PAGE TEXT

^^^^

Over the course of a few hours we heard from various members of the flight crew and the messages could be distilled to this.
“You need 500 meters of visibility to take off. We don’t have that right now. Hopefully it’ll clear up.”
“One of our co-pilots has fallen ill. So we’re down a man. We’re still ready to fly. Waiting on this fog to clear.”
“We’re trying to find alternate routes. Maybe Puerto Rico. Doesn’t look good. And we’re almost out of time.”
Pilots, by law, can only work for so many hours a day. This is a long flight. When one pilot can’t work, the math changes and their flight window narrows. And this is a long flight.
By long flight, I mean retreat from the airport. Our flight was scheduled to depart Cape Town last night at 8:05 p.m. I think we arrived there at about 5 p.m. After waiting on the plane, leaving the plane, collecting our luggage, officially entering South Africa again, walking through the whole of the airport, finding an Uber — which is never not frustrating — and then driving back across town, we arrived here at 2:38 a.m.
My travel companions are take charge people and we most assuredly got out of the airport faster than the other passengers, some of whom waited for airline busses bound for who knows.

^^^^

YOUR TASKS
a: According to the account of the delayed Cape Town flight, how much visibility is required for takeoff?
b: Carry on the account of the delayed Cape Town flight, beginning after its final sentence.

PROVIDED MATERIAL
^^^^

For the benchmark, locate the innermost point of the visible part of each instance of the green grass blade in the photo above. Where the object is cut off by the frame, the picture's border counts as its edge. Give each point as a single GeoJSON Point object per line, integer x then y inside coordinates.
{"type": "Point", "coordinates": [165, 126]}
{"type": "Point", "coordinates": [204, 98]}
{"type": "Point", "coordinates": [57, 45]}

^^^^

ANSWERS BY ITEM NUMBER
a: 500 meters.

b:
So we’re at the Westin. And this was our view from the lounge this morning. This is the Foreshore Freeway Bridge. This is downtown, in the central business district. Designed in the 1960s, built in the 70s, and ground to a halt in 1977 because of budget problems. There is talk of getting back to finishing the thing. But I’d bet a lot of people have grown used to the look of it. These days it is a tourist attraction.

We didn’t do anything today. Slept in because of the late night. Sat around a bit stunned at the events and trying to make sense of being rescheduled. Our friend, who we are now traveling with, is probably having the slowest day of her life. To be fair, she’s recovering from knee surgery and fighting off pneumonia.
The good news is we’re flying tonight. Our original plane has a similar itinerary and this is the atmosphere just before we head back to the airport, and home.

We must now grab our things, get downstairs, pile into another Uber and do it all again, for the first time.